→ **Dataset excerpt**
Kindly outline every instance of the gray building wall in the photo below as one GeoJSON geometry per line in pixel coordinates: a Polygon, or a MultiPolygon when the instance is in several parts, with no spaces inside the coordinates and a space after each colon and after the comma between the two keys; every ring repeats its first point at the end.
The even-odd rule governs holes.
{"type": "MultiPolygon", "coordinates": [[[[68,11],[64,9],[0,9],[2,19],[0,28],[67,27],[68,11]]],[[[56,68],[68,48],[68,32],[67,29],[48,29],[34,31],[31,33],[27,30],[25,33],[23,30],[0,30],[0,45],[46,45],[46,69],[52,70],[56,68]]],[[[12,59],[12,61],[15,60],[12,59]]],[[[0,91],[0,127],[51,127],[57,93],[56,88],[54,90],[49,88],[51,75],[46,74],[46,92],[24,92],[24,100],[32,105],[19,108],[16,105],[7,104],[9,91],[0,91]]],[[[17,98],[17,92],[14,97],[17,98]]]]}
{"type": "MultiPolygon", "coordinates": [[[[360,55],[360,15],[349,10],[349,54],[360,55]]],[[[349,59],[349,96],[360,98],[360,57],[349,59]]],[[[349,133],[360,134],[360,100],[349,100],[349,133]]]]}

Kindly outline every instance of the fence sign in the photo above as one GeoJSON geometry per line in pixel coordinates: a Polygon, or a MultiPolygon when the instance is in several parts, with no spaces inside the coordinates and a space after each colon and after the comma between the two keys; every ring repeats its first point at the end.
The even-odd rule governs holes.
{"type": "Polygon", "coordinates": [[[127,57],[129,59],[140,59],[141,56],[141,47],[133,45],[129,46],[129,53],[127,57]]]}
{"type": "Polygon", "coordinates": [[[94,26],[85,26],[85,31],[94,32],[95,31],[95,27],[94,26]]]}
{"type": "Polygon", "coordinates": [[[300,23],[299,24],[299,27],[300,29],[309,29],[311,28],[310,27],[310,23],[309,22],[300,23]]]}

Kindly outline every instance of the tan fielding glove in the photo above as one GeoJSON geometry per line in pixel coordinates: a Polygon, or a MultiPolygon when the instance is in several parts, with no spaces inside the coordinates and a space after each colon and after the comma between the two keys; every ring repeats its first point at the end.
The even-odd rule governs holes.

→ **Problem**
Copy out the entries verbatim from the line with "Kindly outline every instance of the tan" through the last line of the entries, including both ends.

→ **Correct response**
Kindly outline every instance of the tan fielding glove in the photo above as one GeoJSON geometry per line in pixel coordinates: a Polygon, or a MultiPolygon when the instance is in several parts, with no spaces inside the coordinates and a space after each colon and after the comma between the two keys; every ring repeats its first point at the end.
The even-odd rule governs holes.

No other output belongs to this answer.